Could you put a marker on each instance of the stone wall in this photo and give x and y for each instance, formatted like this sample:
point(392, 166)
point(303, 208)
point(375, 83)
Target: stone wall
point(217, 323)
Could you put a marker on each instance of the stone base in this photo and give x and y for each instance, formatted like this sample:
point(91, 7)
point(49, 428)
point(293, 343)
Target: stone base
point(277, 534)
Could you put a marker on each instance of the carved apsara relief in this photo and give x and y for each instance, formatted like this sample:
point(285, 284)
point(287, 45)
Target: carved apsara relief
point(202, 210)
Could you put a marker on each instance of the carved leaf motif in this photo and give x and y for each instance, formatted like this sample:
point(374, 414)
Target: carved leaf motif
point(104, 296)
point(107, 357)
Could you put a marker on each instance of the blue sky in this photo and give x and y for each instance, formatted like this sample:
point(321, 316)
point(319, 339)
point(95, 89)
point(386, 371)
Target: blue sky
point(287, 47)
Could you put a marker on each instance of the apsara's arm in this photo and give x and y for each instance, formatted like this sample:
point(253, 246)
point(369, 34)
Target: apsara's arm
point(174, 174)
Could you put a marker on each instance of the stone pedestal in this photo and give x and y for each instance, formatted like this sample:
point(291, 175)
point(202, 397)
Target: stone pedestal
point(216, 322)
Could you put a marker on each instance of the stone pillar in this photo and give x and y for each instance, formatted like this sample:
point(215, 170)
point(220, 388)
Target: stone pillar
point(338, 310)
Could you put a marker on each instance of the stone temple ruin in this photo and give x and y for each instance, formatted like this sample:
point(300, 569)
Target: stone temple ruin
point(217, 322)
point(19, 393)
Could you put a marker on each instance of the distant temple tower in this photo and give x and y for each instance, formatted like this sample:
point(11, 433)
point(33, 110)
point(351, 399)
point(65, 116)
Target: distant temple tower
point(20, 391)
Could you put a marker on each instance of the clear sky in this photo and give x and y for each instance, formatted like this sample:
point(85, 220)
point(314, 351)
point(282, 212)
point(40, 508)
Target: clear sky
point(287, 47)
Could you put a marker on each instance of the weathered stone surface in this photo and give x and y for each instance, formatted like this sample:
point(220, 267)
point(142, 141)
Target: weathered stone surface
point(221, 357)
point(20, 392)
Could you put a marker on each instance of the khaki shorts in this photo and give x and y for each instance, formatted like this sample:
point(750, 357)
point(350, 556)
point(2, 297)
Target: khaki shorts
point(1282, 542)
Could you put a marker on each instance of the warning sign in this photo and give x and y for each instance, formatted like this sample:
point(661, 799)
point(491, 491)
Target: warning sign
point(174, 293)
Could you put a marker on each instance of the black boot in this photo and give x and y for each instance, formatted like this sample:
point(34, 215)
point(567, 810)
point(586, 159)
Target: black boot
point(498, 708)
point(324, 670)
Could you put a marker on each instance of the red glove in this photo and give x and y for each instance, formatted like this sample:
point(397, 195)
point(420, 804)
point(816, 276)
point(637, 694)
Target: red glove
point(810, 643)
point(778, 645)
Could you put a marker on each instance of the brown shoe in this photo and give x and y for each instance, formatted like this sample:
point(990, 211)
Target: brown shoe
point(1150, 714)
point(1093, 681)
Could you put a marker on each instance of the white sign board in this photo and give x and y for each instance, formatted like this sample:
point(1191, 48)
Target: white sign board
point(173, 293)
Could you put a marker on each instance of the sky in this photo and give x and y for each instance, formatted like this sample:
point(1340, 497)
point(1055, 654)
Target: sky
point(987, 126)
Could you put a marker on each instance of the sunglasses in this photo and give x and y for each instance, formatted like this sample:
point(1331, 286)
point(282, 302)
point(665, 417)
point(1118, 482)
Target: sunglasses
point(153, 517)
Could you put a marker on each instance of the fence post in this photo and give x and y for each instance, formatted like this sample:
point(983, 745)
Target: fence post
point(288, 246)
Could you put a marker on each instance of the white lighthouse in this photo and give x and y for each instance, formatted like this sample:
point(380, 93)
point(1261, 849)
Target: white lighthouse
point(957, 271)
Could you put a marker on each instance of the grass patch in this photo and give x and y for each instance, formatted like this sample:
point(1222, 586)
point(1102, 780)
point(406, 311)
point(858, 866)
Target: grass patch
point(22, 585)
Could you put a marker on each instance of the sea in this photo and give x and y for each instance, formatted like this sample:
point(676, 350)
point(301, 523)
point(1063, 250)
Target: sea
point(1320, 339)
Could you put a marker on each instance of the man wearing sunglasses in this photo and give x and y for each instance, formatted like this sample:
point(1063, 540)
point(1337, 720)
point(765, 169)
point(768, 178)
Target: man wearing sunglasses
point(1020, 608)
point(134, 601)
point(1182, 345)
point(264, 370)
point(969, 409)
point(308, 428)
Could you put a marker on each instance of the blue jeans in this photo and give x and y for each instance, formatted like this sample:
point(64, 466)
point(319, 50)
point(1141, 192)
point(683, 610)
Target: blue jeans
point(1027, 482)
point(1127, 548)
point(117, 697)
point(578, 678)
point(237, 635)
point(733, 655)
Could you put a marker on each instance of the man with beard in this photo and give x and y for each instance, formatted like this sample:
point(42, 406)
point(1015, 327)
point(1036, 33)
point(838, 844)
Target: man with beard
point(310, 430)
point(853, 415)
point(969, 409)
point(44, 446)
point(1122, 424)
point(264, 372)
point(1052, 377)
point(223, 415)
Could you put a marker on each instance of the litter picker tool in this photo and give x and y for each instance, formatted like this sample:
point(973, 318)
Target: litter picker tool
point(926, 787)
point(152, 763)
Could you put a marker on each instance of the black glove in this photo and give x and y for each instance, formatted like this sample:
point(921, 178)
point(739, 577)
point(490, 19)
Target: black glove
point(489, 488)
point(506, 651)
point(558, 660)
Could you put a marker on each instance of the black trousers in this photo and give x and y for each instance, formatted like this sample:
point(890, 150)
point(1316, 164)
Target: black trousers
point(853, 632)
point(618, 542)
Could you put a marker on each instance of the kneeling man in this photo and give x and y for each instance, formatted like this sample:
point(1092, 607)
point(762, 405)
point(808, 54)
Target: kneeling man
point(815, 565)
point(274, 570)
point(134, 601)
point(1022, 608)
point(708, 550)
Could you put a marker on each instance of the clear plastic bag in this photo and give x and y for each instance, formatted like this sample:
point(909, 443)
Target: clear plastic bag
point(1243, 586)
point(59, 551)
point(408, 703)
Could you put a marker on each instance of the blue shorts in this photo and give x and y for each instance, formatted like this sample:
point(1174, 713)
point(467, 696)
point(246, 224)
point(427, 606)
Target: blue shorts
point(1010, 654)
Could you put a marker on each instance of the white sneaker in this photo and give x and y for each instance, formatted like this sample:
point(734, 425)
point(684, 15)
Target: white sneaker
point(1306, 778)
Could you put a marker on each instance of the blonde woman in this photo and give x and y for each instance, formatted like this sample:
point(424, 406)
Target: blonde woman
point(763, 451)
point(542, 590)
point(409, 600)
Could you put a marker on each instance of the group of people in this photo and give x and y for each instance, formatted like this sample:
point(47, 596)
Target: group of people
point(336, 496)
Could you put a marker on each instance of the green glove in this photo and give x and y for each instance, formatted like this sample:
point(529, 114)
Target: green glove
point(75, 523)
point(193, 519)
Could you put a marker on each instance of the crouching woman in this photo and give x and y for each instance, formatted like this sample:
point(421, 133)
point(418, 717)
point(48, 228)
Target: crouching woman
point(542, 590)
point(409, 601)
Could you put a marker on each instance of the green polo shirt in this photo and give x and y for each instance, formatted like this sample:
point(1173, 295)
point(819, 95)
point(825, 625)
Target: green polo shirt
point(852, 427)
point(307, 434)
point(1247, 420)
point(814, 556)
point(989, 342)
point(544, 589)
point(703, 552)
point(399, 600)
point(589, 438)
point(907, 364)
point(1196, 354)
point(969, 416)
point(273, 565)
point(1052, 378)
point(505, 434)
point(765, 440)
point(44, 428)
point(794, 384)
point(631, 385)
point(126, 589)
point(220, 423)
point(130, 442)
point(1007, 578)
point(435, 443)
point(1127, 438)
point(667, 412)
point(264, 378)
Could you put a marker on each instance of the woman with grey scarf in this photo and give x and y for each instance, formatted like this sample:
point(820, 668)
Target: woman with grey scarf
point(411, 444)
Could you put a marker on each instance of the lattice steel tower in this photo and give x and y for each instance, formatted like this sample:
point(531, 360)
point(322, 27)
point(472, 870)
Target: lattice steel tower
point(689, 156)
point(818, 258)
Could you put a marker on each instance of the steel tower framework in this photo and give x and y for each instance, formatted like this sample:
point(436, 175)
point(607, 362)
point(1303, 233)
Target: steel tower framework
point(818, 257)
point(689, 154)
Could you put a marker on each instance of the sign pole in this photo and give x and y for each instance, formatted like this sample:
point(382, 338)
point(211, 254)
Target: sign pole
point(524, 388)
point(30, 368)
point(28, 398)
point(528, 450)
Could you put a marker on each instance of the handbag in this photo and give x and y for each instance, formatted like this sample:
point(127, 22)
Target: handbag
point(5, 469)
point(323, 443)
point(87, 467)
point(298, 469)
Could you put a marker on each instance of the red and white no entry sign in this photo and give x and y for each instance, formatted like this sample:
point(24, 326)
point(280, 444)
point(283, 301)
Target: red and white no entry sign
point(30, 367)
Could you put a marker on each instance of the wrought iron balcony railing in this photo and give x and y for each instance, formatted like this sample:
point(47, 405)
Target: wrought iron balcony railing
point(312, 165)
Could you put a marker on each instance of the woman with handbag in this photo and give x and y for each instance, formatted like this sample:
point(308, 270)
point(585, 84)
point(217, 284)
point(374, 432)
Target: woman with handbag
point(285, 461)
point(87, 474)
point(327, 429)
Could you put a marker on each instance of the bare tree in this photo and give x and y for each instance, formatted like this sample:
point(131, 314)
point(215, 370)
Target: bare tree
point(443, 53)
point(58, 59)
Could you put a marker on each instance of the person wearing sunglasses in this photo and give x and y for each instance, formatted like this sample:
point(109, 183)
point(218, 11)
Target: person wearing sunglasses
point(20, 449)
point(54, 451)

§ §

*CONSIGNE ÉCRITE:*
Réécrivez les entrées depuis leur début jusqu'à la ligne contenant « point(107, 357) » incluse, en y remplaçant « carved leaf motif » par « carved vine motif ». Ne modifiez rien d'autre.

*EXERCICE TERMINÉ:*
Could you put a marker on each instance of the stone wall in this photo and give x and y for each instance, formatted like this sample:
point(392, 166)
point(303, 208)
point(375, 83)
Target: stone wall
point(217, 323)
Could you put a marker on each instance of the stone base in this photo and give x and y for each instance, formatted like this sample:
point(91, 7)
point(49, 428)
point(293, 343)
Target: stone base
point(277, 534)
Could you put a marker on each instance of the carved apsara relief in this photo and give x and y for each instance, formatted like this sample:
point(285, 284)
point(287, 45)
Target: carved apsara relief
point(202, 210)
Could you put a marker on each instance of the carved vine motif in this photo and give x and y for each instance, formatted like this sample:
point(374, 414)
Target: carved vine motif
point(104, 296)
point(107, 357)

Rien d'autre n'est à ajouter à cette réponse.